Excerpt to read
----------------------------------------

What are RESTful Web Services?
To put it mildly, the World Wide Web was an unexpected success.
What had started out as a convenient way for research labs to connect with each other suddenly exploded in size. Jakob Nielsen estimated that between 1991 and 1997 the number of web sites grew with a staggering 850% per year each year!
This incredible growth worried some of the early web pioneers, because they knew that the underlying software was never designed with such massive amount of users in mind.
So they set out to define the web standards more clearly, and enhance them so that the web would continue to flourish in this new reality where it was suddenly the world’s most popular network.
One of these web pioneers was Roy Fielding, who set out to look at what made the internet software so successful in the first place and where it was lacking, and in his fascinating PhD dissertation he formalized his findings into six constraints, which he collectively called REpresentional State Transfer (REST).
Fielding’s observation was that if your architecture satisfies these six constraints then it will exhibit a number of desirable properties (like scalability, decoupling, simplicity), which are absolutely essential in an Internet-sized system.

----------------------------------------

Stored records
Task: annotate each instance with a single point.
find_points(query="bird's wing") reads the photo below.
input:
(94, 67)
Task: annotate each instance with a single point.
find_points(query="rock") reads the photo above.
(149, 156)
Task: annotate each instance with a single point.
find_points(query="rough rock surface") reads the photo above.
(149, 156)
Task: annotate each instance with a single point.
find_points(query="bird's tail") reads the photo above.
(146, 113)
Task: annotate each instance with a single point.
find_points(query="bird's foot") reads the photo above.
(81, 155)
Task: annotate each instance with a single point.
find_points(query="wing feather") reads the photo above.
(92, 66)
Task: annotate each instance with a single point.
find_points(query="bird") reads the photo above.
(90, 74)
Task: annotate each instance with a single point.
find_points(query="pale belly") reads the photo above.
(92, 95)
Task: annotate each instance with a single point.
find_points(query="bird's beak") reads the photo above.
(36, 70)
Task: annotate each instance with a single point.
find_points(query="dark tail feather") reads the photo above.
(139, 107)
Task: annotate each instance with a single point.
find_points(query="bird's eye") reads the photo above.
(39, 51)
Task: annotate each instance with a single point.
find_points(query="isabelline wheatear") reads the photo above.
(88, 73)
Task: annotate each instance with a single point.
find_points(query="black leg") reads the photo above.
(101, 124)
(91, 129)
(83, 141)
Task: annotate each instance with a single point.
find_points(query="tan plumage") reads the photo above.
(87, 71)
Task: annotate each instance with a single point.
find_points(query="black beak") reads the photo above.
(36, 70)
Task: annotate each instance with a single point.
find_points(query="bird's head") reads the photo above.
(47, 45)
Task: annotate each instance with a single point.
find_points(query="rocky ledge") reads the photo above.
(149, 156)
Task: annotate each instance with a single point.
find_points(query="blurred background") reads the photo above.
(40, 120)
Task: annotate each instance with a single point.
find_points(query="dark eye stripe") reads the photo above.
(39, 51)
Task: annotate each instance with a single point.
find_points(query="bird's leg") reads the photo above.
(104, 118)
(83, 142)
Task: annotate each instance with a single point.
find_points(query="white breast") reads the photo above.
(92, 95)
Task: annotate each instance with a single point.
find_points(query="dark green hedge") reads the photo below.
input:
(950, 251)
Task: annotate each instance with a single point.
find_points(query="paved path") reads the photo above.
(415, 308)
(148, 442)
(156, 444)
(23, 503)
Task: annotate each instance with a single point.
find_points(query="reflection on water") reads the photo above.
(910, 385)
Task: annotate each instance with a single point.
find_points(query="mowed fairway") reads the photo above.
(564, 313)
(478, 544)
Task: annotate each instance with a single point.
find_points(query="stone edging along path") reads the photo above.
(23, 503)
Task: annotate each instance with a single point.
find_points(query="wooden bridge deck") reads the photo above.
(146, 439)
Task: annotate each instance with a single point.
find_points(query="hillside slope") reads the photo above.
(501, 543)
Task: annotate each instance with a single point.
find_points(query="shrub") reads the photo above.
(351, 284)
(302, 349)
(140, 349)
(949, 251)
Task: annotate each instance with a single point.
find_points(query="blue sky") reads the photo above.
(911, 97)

----------------------------------------

Required tasks
a - From the text on RESTful web services above, copy everything from "Fielding’s observation was" down to "an Internet-sized system." word for word.
b - List the desirable properties that the RESTful web services text gives as examples of what an architecture meeting the six constraints will exhibit.

Answers
a -
Fielding’s observation was that if your architecture satisfies these six constraints then it will exhibit a number of desirable properties (like scalability, decoupling, simplicity), which are absolutely essential in an Internet-sized system.

b -
- scalability
- decoupling
- simplicity